# SOURCE PASSAGE
◆ ◆ ◆ ◆ ◆

Speaking at the Banc of America Securities NYC Office Conference yesterday, Daniel Doctoroff, Deputy Mayor for Economic Development and Rebuilding, outlined six approaches the city is using to retain and attract business to the local office market. First, he said, it is critical to look at businesses like “value-added, job-creating, tax-paying clients.” To this end, the Economic Development Corp. has been reorganized as a one-stop shop for all government/business transactions. And it helps to go the extra mile. For example, during the blackout on Aug. 14, the city called 500 of the largest companies in the city and asked if they needed anything, Doctoroff pointed out.

In its mission, the city is also recognizing its strengths and weaknesses. “You have to be brutally honest about what you are good at and what you are not good at,” he said. The city lacks an abundance of land so it would not be feasible to try to attract manufacturing companies which would need to build plants. On the other hand, he added, the city is targeting industries that depend heavily on intellectual capital such as the life sciences, professional services, media and entertainment and–of course–financial services.

“We will take every financial services job we can get. It is in our nature; it goes back 200 years,” Doctoroff said. “Inevitably it [collapses] like it did but I don’t think New Yorkers would have it any other way.”

Aside from the finance sector, the city is also seeing growth in the media and entertainment arena with the development of four new company headquarters currently under way: Bloomberg Media, the New York Times, Time Warner and Hearst. And a fifth one may be in store for the near future, he added.

In its quest to retain and attract businesses, the city also needs to aggressively market itself. “We have to sell New York City and try to create the impression–and we think it is a reality–that New York City is an exciting place to live and work,” Doctoroff explained. To help with this, the city established the office of chief marketing officer, he added.

One major change in the city’s strategy to retain and attract businesses is its decision not to pay companies to stay; although it does offer as-of-right incentives and discretionary incentives, he said. “We don’t pay any companies to stay in New York City anymore,” he said, with the very rare exception. “We haven’t lost any company or a significant portion of a company since we made this announcement.”

The city is also taking steps to improve the schools and neighborhoods to focus on quality of life and is finding ways to offer more choices to companies, such as rezoning areas in other boroughs including Long Island City in Queens and the Brooklyn waterfront, he said.

In the end there is one thing people should know about the city, according to Doctoroff. “What you see when you study New York City history–it always comes back stronger.”

◆ ◆ ◆ ◆ ◆

# ENTRIES
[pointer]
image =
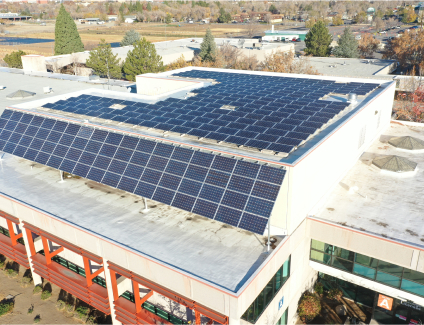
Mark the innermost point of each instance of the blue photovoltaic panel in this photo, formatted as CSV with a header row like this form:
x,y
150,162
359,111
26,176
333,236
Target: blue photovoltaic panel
x,y
265,107
239,193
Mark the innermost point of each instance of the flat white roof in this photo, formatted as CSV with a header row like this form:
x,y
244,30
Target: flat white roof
x,y
212,251
384,203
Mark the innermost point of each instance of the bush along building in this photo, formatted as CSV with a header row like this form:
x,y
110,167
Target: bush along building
x,y
214,196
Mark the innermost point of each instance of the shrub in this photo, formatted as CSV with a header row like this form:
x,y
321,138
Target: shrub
x,y
335,294
60,304
309,307
45,295
69,308
37,289
319,288
11,273
91,320
82,312
6,307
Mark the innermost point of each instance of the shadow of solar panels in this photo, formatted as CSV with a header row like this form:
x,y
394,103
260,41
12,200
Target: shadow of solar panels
x,y
239,193
286,109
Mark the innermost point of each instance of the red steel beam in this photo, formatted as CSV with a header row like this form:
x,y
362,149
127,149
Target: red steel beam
x,y
168,293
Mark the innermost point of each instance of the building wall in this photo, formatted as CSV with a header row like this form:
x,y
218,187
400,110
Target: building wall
x,y
313,177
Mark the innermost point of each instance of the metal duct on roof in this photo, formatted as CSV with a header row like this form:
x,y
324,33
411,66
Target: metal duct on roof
x,y
395,164
407,142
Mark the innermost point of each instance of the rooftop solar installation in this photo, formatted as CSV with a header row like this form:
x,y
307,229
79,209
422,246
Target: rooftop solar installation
x,y
254,111
235,192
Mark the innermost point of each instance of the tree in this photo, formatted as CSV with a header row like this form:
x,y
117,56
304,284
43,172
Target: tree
x,y
337,20
361,17
347,45
409,15
142,59
67,39
208,47
130,38
286,62
408,49
224,17
103,61
273,9
318,40
178,63
14,59
367,45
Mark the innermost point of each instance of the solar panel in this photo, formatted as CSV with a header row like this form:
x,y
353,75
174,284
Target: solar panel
x,y
263,105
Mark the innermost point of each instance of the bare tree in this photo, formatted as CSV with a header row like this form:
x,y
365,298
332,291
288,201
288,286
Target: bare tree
x,y
252,28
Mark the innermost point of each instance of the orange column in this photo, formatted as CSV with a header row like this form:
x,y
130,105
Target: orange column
x,y
114,285
30,242
197,316
88,275
12,235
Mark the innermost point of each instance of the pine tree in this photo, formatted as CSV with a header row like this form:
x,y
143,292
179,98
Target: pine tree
x,y
130,38
142,59
208,47
318,40
347,45
67,39
14,59
103,62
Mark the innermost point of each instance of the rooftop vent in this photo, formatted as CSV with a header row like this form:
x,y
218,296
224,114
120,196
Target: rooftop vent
x,y
20,94
117,106
228,107
394,164
407,143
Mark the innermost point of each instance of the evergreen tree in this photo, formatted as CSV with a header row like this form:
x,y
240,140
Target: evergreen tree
x,y
208,47
14,59
318,40
104,62
67,39
273,9
224,17
347,45
130,38
142,59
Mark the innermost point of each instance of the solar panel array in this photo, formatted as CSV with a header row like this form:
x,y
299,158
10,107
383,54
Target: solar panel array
x,y
272,113
236,192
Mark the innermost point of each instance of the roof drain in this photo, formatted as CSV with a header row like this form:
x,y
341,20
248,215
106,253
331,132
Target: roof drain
x,y
61,177
146,208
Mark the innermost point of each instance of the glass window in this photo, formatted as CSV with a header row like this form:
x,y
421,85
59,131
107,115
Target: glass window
x,y
413,287
389,279
413,275
390,268
323,247
269,292
342,264
278,279
343,253
286,269
364,271
366,260
320,257
283,319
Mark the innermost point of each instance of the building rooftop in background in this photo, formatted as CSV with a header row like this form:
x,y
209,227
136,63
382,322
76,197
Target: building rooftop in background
x,y
357,68
384,203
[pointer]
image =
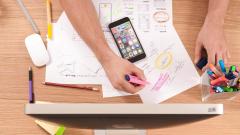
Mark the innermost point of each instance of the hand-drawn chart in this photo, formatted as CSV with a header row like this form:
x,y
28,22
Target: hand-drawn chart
x,y
163,60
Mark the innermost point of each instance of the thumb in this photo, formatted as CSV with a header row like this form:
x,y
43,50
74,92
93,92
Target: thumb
x,y
198,49
139,73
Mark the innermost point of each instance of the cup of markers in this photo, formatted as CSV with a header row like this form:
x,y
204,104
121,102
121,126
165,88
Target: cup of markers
x,y
224,80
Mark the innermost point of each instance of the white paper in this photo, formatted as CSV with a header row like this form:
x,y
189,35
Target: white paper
x,y
167,60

◆ ◆ ◆ ◆ ◆

# EXERCISE
Name every company whose new headquarters the passage on New York City's business strategy says is currently being developed. The data has no connection to the text.

# TASK ANSWER
Bloomberg Media, the New York Times, Time Warner, Hearst